> **Supplied information**
-=-=-

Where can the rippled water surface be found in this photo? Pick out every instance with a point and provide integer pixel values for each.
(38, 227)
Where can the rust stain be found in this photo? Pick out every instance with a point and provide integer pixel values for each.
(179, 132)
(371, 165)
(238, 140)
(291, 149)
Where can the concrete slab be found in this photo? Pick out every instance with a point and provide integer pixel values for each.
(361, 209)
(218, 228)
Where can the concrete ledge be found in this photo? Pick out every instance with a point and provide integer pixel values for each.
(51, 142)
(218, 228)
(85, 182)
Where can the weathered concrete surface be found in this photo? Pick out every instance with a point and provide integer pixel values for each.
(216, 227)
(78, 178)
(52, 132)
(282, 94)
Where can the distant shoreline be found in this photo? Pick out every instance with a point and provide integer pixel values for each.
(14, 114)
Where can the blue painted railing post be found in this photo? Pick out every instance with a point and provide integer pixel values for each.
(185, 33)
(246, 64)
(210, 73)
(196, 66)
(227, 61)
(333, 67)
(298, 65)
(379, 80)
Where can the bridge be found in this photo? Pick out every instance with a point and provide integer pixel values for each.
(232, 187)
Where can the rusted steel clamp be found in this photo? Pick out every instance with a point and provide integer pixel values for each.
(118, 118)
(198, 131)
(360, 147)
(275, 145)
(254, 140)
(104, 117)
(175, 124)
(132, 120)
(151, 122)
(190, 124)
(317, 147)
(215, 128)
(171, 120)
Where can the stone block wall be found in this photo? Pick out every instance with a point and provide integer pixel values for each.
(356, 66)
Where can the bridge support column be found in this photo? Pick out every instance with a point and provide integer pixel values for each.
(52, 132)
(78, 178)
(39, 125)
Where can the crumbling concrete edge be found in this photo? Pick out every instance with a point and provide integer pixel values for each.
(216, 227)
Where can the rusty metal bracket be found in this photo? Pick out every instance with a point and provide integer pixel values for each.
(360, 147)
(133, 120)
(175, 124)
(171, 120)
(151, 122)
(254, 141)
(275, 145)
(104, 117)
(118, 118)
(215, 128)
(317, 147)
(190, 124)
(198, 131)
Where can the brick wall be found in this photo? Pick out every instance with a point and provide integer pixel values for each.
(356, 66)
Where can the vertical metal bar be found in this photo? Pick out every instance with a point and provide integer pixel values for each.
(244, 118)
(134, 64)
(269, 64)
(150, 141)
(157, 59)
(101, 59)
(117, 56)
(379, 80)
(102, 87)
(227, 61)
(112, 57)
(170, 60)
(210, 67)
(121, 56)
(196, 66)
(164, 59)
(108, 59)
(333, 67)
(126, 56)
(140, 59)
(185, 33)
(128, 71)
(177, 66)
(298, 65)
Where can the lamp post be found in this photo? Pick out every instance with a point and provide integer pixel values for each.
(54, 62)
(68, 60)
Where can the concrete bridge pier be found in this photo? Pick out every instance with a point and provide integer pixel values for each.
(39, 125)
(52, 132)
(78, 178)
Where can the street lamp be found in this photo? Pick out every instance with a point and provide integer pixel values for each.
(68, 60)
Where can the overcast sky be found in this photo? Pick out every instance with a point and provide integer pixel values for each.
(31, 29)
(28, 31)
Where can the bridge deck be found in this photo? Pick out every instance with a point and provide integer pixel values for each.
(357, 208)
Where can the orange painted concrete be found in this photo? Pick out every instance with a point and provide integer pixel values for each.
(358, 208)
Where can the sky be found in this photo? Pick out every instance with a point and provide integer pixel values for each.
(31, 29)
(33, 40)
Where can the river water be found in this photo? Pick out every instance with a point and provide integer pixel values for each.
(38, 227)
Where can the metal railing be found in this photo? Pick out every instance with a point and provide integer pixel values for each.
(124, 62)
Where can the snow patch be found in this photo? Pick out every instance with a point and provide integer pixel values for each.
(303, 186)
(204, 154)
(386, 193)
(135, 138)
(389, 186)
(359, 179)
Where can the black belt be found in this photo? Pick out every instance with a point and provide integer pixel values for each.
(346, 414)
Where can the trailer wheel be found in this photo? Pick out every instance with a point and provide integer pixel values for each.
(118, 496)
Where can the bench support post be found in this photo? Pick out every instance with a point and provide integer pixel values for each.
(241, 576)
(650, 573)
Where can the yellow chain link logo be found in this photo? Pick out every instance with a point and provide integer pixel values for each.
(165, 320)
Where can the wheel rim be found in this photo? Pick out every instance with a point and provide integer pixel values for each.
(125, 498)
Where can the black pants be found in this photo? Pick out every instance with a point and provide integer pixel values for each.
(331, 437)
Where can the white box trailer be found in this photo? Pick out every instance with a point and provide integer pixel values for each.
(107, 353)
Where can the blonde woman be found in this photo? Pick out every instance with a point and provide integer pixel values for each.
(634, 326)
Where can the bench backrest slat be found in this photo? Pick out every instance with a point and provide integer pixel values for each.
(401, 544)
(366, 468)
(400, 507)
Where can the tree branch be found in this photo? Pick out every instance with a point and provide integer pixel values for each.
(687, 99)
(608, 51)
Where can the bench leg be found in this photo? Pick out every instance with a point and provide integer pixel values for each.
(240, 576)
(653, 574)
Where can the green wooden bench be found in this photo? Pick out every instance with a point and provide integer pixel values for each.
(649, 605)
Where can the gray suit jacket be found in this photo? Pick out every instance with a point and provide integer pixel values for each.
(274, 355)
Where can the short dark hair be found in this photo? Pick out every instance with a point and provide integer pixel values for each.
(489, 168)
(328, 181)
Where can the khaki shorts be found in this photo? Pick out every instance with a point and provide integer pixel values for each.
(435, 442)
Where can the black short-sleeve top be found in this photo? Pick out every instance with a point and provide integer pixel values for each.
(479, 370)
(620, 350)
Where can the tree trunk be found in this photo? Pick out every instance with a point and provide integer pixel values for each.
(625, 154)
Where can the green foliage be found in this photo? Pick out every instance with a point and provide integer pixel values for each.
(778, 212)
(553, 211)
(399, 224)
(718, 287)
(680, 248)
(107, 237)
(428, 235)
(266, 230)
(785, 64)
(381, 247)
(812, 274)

-=-=-

> **Task to carry out**
All records shown above must be set down again verbatim.

> **Solved exercise**
Where can the rippled water surface be found in this photo? Pick out every instance with a point and provide integer pixel values for each.
(38, 227)
Where can the rust stain be found in this photo? Pick out every instance with a point and provide integer pixel values for each.
(179, 132)
(371, 165)
(238, 140)
(291, 149)
Where can the concrete slab be found in this photo? Pick out every instance with a point and provide integer pixel values for each.
(361, 209)
(218, 228)
Where can the concrete ledge be found in this photo? Pick out every instance with a point and provide integer pixel values for each.
(51, 142)
(218, 228)
(85, 182)
Where can the weathered concrete surface be found in this photo? Pick out every instance with a point and provide integer pixel values for each.
(216, 227)
(78, 178)
(52, 132)
(282, 94)
Where can the distant shoreline be found in this photo? Pick out every instance with a point and provide integer pixel values for each.
(14, 114)
Where can the blue painted railing post be found in this photo? Pick out every instance with a point and provide integer pixel values for each.
(185, 33)
(246, 64)
(210, 73)
(196, 66)
(227, 61)
(333, 67)
(298, 65)
(379, 80)
Where can the bridge be found in this photo? Pick out every instance with a point and provide integer pixel values for each.
(232, 187)
Where can the rusted steel clamp be found in this photo? Pick out every instance with a point and provide integer pixel values for each.
(118, 118)
(198, 131)
(360, 147)
(275, 145)
(254, 140)
(104, 117)
(175, 124)
(132, 120)
(151, 122)
(190, 124)
(317, 147)
(215, 128)
(171, 120)
Where can the stone block wall be found in this photo? Pick out every instance with a point and provide integer pixel values for each.
(356, 66)
Where can the bridge support column be found in this photo? Pick out every instance with a point and provide integer pixel values for each.
(52, 132)
(78, 178)
(39, 125)
Where can the crumbling concrete edge be found in this photo? Pick out every instance with a point and provide integer pixel values for each.
(216, 227)
Where can the rusty metal bracket be found in this photo? Pick out every instance with a point and provide integer pixel values for each.
(360, 147)
(133, 120)
(175, 124)
(171, 120)
(151, 122)
(254, 141)
(275, 145)
(104, 117)
(118, 118)
(215, 128)
(317, 147)
(190, 124)
(198, 131)
Where can the brick wall be found in this photo? Pick out every instance with a point and provide integer pixel values for each.
(356, 66)
Where can the vertical metal bar be found in this photo? Pick out every instance with a point and provide integer pixel values for each.
(244, 118)
(134, 64)
(269, 64)
(150, 141)
(157, 59)
(101, 59)
(117, 56)
(379, 80)
(102, 87)
(227, 61)
(112, 57)
(170, 60)
(210, 67)
(121, 56)
(196, 66)
(164, 59)
(108, 59)
(333, 67)
(126, 56)
(140, 59)
(185, 33)
(128, 71)
(177, 66)
(298, 65)
Where can the lamp post be found in this photo? Pick out every instance with a point and provide integer pixel values for each.
(54, 62)
(68, 60)
Where can the concrete bridge pier be found in this photo? Pick out every instance with a point and provide integer pixel values for each.
(39, 125)
(52, 132)
(78, 178)
Where can the street lamp be found in this photo? Pick out every instance with a point and provide integer pixel values for each.
(68, 60)
Where can the overcast sky be found in this photo? Pick out every instance with a point and provide integer pixel values for each.
(31, 29)
(28, 31)
Where can the bridge deck be found in this photo? Pick out every instance with a point and provide integer pixel values for each.
(357, 208)
Where can the orange painted concrete be found in this photo? Pick out every instance with a point and provide integer pixel values for each.
(358, 208)
Where can the sky be found in this photo? Pick out every instance with a point and provide integer pixel values for each.
(31, 29)
(33, 40)
Where can the river water be found in this photo? Pick out every instance with a point and provide integer pixel values for each.
(38, 227)
Where can the metal railing be found in this photo? Pick out every instance with a point and provide integer pixel values for each.
(124, 62)
Where can the snow patch be found in this photo? Pick out every instance with a point and provide integer pixel values for each.
(303, 186)
(204, 154)
(386, 193)
(135, 138)
(389, 186)
(359, 179)
Where can the black belt be found in this photo? Pick out every instance with a point and provide integer pixel values for each.
(346, 414)
Where can the trailer wheel be found in this photo? Pick out every instance with a point and provide integer pixel values for each.
(118, 496)
Where can the bench support post be found in this photo? Pick out every instance with a point and provide integer pixel values for each.
(241, 576)
(650, 573)
Where can the yellow chain link logo be found in this photo? Pick out every instance with a point and provide integer pixel values for each.
(165, 320)
Where can the wheel rim be found in this photo? Pick out every instance with a point and provide integer pixel values for each.
(125, 498)
Where can the black pants be found in this photo? Pick out every instance with a point and provide integer pixel values for each.
(331, 437)
Where can the white box trailer be found in this photo? Pick out every instance with a point and provide integer pixel values for each.
(107, 353)
Where can the blonde woman be found in this photo? Pick out every instance with a point and provide integer pixel values for each.
(634, 326)
Where can the bench backrest slat be found in this photo? Pick out every instance with a point and provide integer pixel values for each.
(401, 544)
(366, 468)
(400, 507)
Where can the tree branch be found in this photo? Pick out every instance with a point and provide integer pixel values for each.
(687, 99)
(608, 51)
Where can the bench leg be found in this photo? Pick out every instance with a point and provide integer pixel values for each.
(240, 576)
(653, 574)
Where can the green wooden bench be found in this photo? Pick out every instance with a point and provide integer pixel values for each.
(649, 605)
Where can the gray suit jacket be found in this photo? Pick out every instance with a point and provide integer pixel values for each.
(274, 355)
Where can the short dark hair be found in this photo? Pick out every instance with a point and provide integer pixel values for each.
(489, 168)
(328, 181)
Where can the khaki shorts be found in this photo? Pick out every instance with a point and provide integer pixel values for each.
(435, 442)
Where can the black short-sleeve top be found in this photo? Pick out every instance with a point and provide integer pixel values for each.
(479, 370)
(620, 350)
Where can the tree trunk be found in this photo? Pick out every instance with a point and provide integer pixel values for each.
(625, 154)
Where can the green foliage be found in this photo? Pick out every instance with a point and provide integer pixel values for each.
(778, 212)
(553, 211)
(399, 224)
(718, 287)
(680, 248)
(107, 237)
(428, 235)
(266, 230)
(785, 64)
(381, 247)
(812, 274)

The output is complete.